> TEXTO EXTRAÍDO
►

La movilidad social se ha estancado en China. Poco más de una década atrás, todavía tenía predicamento la idea de que, con estudio y mucho esfuerzo, cualquier joven podía asegurarse un buen puesto en la empresa privada o en la administración y alcanzar así un nivel de vida muy superior al de sus padres. La realidad actual es, sin embargo, bastante más áspera, y el presidente chino Xi Jinping la resumió hace un par de años con una poética metáfora de ecos confucianos: “Los jóvenes tienen que comer amargura”.

A juzgar por los datos, muchos se estarán dando un festín de la sustancia: según la Oficina Nacional de Estadísticas, la tasa de paro de los chinos de 16 a 24 años era de 16,5% en marzo pasado. Alta, sí, aunque por debajo del 21,3% que llegó a registrarse en 2023 y que motivó que no se volvieran a publicar los números sino hasta muy recientemente. Entre los de 25 a 29 años, entretanto, el índice de paro estaba en 7,1%, pero la foto puede estar retocada: Reuters señala que las cifras oficiales no se ciñen a la situación real, toda vez que no incluyen a los desempleados de las zonas rurales, ni a aquellos que, en las ciudades, decepcionados de tanto entregar currículums sin resultado favorable, han dejado de buscar un trabajo acorde con la especialidad en la que se formaron.

◄

> LISTADO FACILITADO
►

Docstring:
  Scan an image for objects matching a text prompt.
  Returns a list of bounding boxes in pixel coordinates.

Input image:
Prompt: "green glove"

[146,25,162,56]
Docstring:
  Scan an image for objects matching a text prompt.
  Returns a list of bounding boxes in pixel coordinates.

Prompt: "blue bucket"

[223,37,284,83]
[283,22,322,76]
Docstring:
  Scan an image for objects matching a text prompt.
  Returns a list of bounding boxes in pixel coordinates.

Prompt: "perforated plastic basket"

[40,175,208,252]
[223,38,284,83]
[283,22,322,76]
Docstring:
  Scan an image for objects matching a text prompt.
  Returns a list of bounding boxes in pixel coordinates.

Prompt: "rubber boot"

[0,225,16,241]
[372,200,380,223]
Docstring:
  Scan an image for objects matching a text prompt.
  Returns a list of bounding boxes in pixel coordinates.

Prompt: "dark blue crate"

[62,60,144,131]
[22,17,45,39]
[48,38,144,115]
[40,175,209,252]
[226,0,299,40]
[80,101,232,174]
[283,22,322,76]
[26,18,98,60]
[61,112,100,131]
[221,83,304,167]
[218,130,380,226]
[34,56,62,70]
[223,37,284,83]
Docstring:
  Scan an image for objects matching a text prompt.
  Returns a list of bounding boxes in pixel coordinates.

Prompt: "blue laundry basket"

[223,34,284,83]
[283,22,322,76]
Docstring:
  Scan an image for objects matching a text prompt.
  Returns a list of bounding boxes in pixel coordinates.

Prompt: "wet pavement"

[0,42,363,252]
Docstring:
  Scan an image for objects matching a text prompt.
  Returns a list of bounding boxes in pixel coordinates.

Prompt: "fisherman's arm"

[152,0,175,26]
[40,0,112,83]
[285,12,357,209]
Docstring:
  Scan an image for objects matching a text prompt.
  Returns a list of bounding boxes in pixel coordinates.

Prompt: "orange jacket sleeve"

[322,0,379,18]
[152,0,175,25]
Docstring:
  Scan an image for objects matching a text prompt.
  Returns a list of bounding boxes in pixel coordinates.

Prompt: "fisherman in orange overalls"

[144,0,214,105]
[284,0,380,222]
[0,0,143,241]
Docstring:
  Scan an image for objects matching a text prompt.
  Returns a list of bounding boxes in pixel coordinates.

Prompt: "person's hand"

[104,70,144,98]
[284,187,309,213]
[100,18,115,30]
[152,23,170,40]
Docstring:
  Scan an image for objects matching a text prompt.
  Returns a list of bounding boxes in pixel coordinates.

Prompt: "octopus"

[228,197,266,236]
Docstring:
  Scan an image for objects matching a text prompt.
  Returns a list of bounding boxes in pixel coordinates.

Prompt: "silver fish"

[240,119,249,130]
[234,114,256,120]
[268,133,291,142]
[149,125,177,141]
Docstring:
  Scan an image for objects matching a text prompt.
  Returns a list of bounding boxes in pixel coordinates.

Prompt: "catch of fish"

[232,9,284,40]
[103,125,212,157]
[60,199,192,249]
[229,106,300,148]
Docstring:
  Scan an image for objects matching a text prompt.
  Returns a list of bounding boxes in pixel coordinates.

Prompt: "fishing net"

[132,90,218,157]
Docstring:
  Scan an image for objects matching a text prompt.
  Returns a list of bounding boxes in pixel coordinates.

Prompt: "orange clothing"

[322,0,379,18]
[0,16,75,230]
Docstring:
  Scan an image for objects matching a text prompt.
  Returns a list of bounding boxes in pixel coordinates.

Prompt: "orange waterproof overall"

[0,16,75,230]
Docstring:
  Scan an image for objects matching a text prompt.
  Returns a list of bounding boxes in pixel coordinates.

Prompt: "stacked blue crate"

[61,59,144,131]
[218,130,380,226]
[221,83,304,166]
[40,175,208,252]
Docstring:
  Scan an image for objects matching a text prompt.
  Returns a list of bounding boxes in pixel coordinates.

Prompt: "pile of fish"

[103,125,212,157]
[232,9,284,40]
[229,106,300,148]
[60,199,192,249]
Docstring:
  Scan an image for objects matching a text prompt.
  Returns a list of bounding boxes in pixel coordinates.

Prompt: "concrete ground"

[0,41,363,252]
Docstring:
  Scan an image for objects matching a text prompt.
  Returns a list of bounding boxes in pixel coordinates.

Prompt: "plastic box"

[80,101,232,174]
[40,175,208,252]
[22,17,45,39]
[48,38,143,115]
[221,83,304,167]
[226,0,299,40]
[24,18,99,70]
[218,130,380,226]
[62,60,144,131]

◄

> INSTRUCCIÓN ESCRITA 1
En el texto sobre la movilidad social en China, ¿qué tasa de paro tenían los chinos de 16 a 24 años en marzo pasado?
> INSTRUCCIÓN ESCRITA 2
Prosigue el texto sobre la movilidad social en China a partir de su última oración.
El listado no tiene relación con el texto sobre la movilidad social en China.

> RESPUESTA 1
Era del 16,5%.

> RESPUESTA 2
Porque no lo encontrarán. Muchas plazas tienen “dueño” desde que quedan disponibles, gracias a que se mueven en circuitos cerrados en los que lo importante son las conexiones familiares, el origen socioeconómico y hasta el sitio de nacimiento (preferiblemente urbano). De modo que la preparación y la formación pesan mucho menos, y así lo experimentan muchos jóvenes.

Como Boris Gao, hijo de un taxista y de un ama de casa –ambos trabajaban en una fábrica, pero quedaron en el paro–. Gao cuenta al New York Times que, a base de sacrificios económicos, se graduó de la universidad en 2016 y se fue a Hong Kong a cursar un posgrado. Le ha servido de poco: una empresa lo contrató, pero a prueba y sin cobrar, por lo que debió renunciar dos meses después. En otra le dijeron que su posgrado hongkonés lo hacía “políticamente poco fiable”, y en otra más, tras la entrevista, descartaron emplearlo porque “su familia tiene un estatus social bajo”.

“Para ellos –concluye el joven–, la perseverancia es un defecto. Si tienes que esforzarte, significa que no eres lo suficientemente bueno”.

Con más historias así, el concepto que tiene un occidental promedio sobre el mérito del que gozan en la cultura china la perseverancia y la laboriosidad se agrieta sin remedio.

Menos movilidad tras la industrialización

Durante décadas, lo de llegar a vivir “mejor que nuestros padres” fue, para muchos en el gigante asiático, una meta alcanzable… hasta que dejó de serlo.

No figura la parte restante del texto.